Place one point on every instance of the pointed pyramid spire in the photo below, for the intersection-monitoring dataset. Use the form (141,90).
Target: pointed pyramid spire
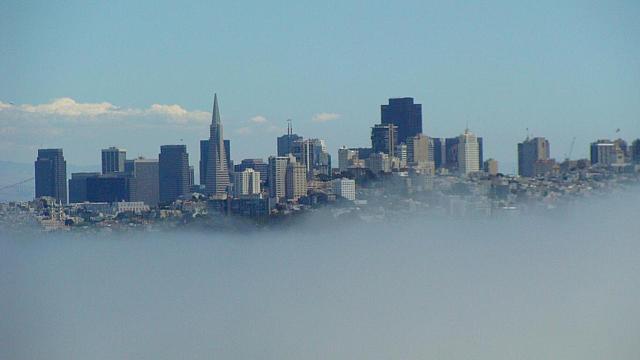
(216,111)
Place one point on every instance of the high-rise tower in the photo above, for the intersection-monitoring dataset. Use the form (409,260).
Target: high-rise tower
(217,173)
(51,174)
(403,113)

******

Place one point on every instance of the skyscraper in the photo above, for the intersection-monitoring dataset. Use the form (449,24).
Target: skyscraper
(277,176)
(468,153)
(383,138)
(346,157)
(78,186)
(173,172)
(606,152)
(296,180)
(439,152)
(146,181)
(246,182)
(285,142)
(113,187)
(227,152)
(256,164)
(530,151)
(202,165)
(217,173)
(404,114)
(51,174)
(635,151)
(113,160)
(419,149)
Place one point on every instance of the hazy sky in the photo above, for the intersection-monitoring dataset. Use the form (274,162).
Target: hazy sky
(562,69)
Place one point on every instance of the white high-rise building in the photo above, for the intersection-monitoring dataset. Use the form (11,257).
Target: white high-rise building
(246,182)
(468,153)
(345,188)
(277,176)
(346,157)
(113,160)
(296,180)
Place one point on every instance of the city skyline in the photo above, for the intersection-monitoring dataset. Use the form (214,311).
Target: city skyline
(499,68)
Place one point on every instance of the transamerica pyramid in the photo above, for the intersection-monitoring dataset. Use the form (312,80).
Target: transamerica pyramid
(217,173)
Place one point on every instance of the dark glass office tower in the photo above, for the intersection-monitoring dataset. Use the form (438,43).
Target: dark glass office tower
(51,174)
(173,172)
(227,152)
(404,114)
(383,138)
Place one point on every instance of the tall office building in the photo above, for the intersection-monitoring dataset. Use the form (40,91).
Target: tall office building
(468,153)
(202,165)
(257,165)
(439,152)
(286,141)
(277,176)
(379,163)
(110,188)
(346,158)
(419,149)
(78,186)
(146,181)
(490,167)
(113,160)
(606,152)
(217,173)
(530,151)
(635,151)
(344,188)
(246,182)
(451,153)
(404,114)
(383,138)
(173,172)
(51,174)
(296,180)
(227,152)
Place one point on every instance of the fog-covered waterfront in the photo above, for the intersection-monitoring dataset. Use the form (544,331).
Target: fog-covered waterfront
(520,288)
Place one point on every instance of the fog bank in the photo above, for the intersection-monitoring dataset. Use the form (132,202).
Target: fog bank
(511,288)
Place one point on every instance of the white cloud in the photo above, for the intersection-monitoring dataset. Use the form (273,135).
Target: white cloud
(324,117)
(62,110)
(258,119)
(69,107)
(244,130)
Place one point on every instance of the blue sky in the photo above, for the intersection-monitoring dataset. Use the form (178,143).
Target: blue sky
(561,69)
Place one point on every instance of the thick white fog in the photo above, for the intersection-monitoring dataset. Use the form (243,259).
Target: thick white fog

******

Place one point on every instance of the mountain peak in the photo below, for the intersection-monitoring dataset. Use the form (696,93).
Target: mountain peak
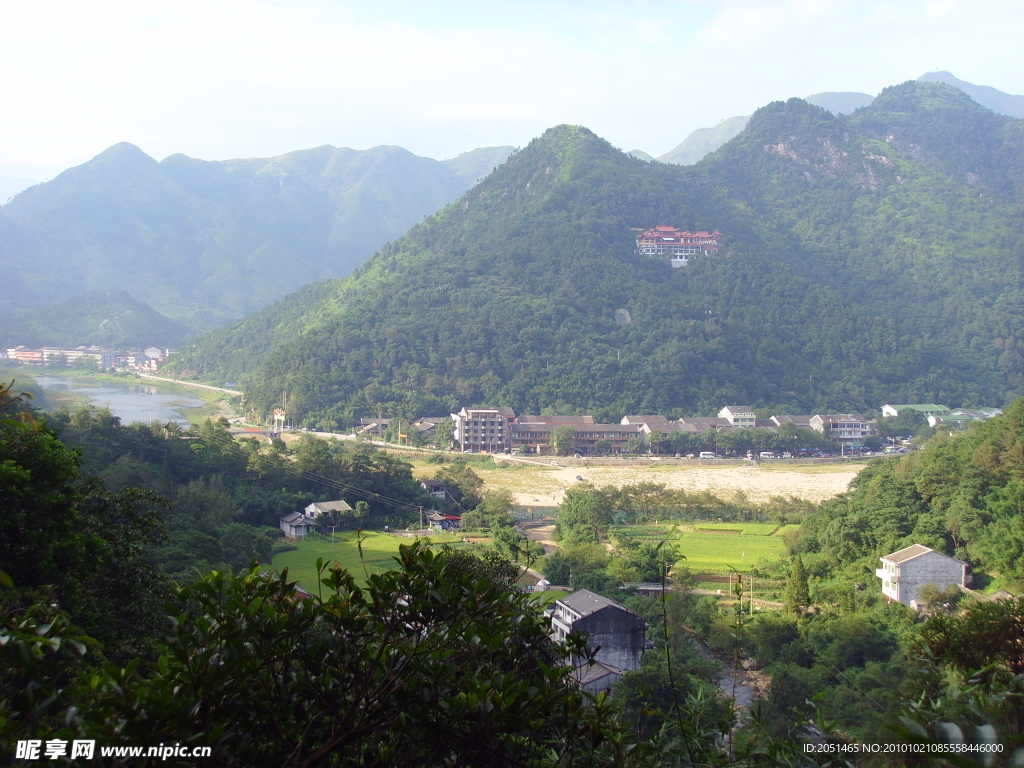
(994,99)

******

- _Problem to work on_
Copy out the records from the line containing "Place one point on every instance of the blue" through the line containing "Target: thick white fog", including both of those lines, without changing anything.

- _Solution for this exercise_
Place one point on every instance of the blue sky in the photo above, for the intersection-monitoring dataset. Use the form (178,143).
Target: blue sky
(561,69)
Place one point on every instance of the thick white fog in the photo above, for the intersection-monitoring dataset. Use the form (243,259).
Target: thick white fog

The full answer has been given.